Outline annotation entries
---+---
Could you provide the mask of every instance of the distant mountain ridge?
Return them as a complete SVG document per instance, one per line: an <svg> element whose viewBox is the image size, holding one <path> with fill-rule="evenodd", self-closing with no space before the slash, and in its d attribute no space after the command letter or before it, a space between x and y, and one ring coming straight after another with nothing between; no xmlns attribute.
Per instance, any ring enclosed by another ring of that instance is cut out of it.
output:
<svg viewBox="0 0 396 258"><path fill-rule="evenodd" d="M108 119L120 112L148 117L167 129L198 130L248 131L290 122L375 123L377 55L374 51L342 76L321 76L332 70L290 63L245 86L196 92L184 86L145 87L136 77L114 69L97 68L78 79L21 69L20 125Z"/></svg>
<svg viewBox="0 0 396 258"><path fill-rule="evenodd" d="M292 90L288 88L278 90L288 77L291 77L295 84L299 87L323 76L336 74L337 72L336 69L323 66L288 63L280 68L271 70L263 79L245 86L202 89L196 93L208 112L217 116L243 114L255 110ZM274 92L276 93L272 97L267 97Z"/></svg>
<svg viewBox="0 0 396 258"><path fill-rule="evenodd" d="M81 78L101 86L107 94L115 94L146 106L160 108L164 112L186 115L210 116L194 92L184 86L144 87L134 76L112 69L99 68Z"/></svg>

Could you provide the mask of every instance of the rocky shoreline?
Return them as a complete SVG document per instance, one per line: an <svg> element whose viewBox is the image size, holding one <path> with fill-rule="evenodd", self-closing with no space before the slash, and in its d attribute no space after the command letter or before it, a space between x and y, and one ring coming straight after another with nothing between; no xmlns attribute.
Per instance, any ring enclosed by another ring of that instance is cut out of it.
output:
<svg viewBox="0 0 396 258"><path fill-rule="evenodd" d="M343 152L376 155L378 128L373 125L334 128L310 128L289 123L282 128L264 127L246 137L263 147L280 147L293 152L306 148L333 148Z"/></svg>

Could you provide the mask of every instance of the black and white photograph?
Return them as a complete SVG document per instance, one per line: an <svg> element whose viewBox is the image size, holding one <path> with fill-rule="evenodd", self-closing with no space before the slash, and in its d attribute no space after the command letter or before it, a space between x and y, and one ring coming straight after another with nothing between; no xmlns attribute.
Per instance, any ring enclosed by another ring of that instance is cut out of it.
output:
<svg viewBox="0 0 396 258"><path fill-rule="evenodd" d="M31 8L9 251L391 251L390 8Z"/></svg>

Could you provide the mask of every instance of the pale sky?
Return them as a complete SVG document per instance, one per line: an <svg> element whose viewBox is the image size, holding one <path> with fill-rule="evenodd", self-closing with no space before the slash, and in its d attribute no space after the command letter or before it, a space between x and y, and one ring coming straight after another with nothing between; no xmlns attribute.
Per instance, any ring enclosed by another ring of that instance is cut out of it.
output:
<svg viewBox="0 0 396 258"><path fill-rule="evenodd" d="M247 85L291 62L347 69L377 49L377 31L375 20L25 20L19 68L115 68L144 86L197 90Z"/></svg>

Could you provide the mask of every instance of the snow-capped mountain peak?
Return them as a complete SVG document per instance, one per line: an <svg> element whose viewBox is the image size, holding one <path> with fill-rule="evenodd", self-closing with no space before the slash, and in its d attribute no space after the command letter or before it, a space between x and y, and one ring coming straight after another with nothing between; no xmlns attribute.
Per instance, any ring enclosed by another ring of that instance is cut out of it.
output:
---+---
## Goal
Edit the entries above by changing "rocky shoreline" to "stony coastline", and reproduce every line otherwise unchanged.

## Result of the task
Could you provide the mask of every instance of the distant mountain ridge?
Return them as a complete SVG document per instance, one per line: an <svg> element whose viewBox is the image size, holding one <path> with fill-rule="evenodd", self-closing with no space before the slash, and in its d attribute no space after the command letter or before it, a space between x and y, and one ring coming straight after another with nothing between; no xmlns attribute.
Per instance, any ring enclosed by another ring of that instance is cut out of it.
output:
<svg viewBox="0 0 396 258"><path fill-rule="evenodd" d="M108 119L120 112L148 117L167 129L198 130L248 131L290 122L375 123L377 55L374 51L342 76L321 76L332 70L290 63L245 86L196 92L184 86L145 87L136 77L114 69L97 68L78 79L21 69L20 125Z"/></svg>
<svg viewBox="0 0 396 258"><path fill-rule="evenodd" d="M292 90L288 88L278 90L288 77L291 77L295 84L299 87L323 76L336 74L337 72L336 69L323 66L288 63L280 68L271 70L263 79L245 86L202 89L196 93L208 112L217 116L243 114L255 110ZM274 92L276 93L272 97L267 97Z"/></svg>
<svg viewBox="0 0 396 258"><path fill-rule="evenodd" d="M81 78L101 86L107 94L115 94L146 106L160 108L164 112L186 115L210 116L194 92L184 86L144 87L134 76L112 69L99 68Z"/></svg>

Could you provide the mask of every instance of the stony coastline?
Return them as a complete SVG document per instance, one per line: an <svg> element whose viewBox is the image size, holding one <path> with fill-rule="evenodd", self-closing with no space before the slash, and in its d attribute no space after the command letter or before it, a space between x and y, and one ring coming straight after another with nothing between; no xmlns attribute.
Per instance, any ring enclosed by another ring of that instance is cut out of it.
output:
<svg viewBox="0 0 396 258"><path fill-rule="evenodd" d="M343 152L376 155L378 128L373 125L334 128L310 128L289 123L282 128L264 127L246 137L263 147L280 147L293 152L306 148L333 148Z"/></svg>

Could you provide the mask of every instance of the black and white photograph?
Return them as a complete SVG document per instance, one per line: an <svg> element whose viewBox is the image size, holding one <path> with fill-rule="evenodd", self-closing with no space before the slash, and in its d attribute no space after the command letter or before it, a space between x and y, and one ring coming straight after another with nothing between; no xmlns attribute.
Per instance, any ring enclosed by another ring of that instance is cut out of it.
output:
<svg viewBox="0 0 396 258"><path fill-rule="evenodd" d="M31 8L9 251L391 251L390 8Z"/></svg>

Could you provide the mask of every instance of the pale sky?
Return them as a complete SVG document per instance, one per line: an <svg> element whose viewBox is the image size, holding one <path> with fill-rule="evenodd", self-closing with no space before the slash, and in its d attribute no space after the command letter or before it, a space between x and y, and one ring coming straight after another with nothing between; no xmlns attribute.
Per instance, any ring enclosed by another ring of that instance is cut out of it.
output:
<svg viewBox="0 0 396 258"><path fill-rule="evenodd" d="M247 85L291 62L347 69L377 49L377 31L375 20L25 20L19 68L115 68L144 86L197 90Z"/></svg>

Could you provide the mask of every instance of the snow-capped mountain peak?
Return them as a complete SVG document per instance, one per line: an <svg> element whose viewBox is the image size, holding one <path> with fill-rule="evenodd", self-closing with no space before the slash, and in its d attribute no space after the command letter or before it, a space between x and y, and one ring coming straight after another with nothing between; no xmlns attribute.
Per instance, any ring enclosed by another ring of that instance is cut out of it.
output:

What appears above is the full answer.